### PROBLEMS AND TASKS
1) List each part of the balanced benchmark in the fund article along with the share the article assigns to it.
2) Answer these questions from the fund article:
(a) What share of his fund did Singer put in the Indian rupee?
(b) When was the fund launched?
(c) What return did the S&P 500 post over the past 12 months?
3) For each statement, say yes or no depending on whether the fund article supports it, and quote the words that decide it.
(a) The Indian rupee has lost 30 percent of its value in the past two years.
(b) Over the past 12 months, the fund returned more than the S&P 500.
(c) A bet in favor of German bonds helped the fund's return.

### TEXT BLOCK
Singer, for one, recently put 19 percent of his $355 million fund in the Indian rupee, which has lost 30 percent of its value in the past two years. Others are betting on fallen emerging market stocks, industrial mining companies and closed-end municipal bond funds. For investors fearful that the U.S. stock market is overvalued, contrarian funds can be a hedge of sorts — albeit a potentially volatile one.

Even with almost no exposure to U.S. stocks, Singer’s fund has returned 13 percent in the past 12 months. While far from the S&P 500’s 30.4 percent return over the same period, that puts his fund’s performance well above its basic goal of delivering positive returns in every kind of market environment, with less volatility than the broad stock market.

The fund also achieved its secondary, longer-term goal, which is to perform better than a balanced benchmark of 40 percent bonds, 30 percent stocks and 30 percent cash. It has beaten more than 95 percent of its peers in Morningstar’s multi-alternative fund category since the fund’s launch in November of 2011, in part by betting on Italian, Spanish and Chinese stocks. A bet against German bonds also helped the fund’s return.

### SUPPLIED INFORMATION
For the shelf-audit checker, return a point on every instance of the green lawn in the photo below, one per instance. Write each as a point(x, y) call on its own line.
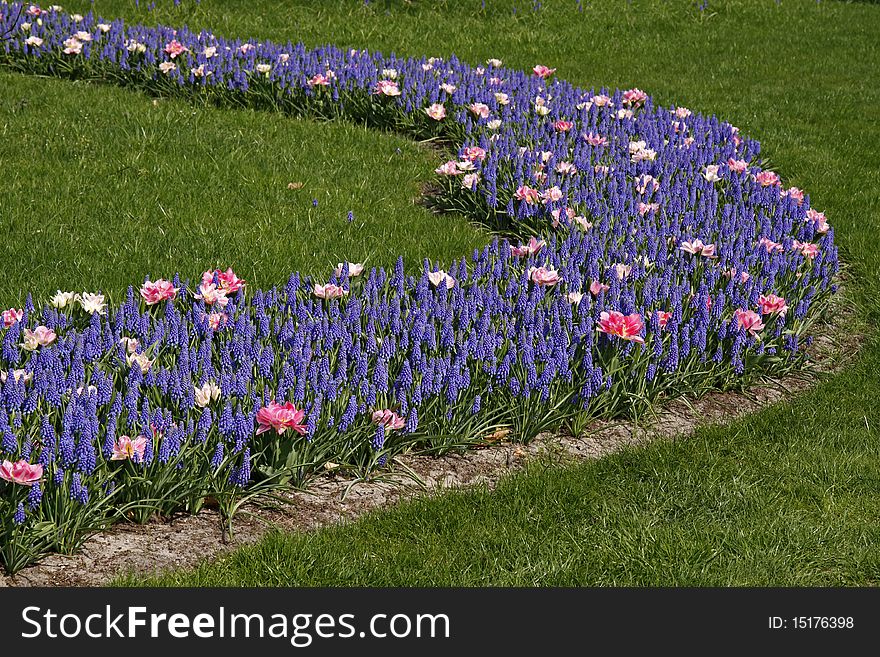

### RESULTS BY TASK
1)
Bonds: 40 percent
Stocks: 30 percent
Cash: 30 percent

2)
(a) 19 percent
(b) November 2011
(c) 30.4 percent

3)
(a) Yes: "the Indian rupee, which has lost 30 percent of its value in the past two years"
(b) No: "While far from the S&P 500’s 30.4 percent return over the same period"
(c) No: "A bet against German bonds also helped the fund’s return."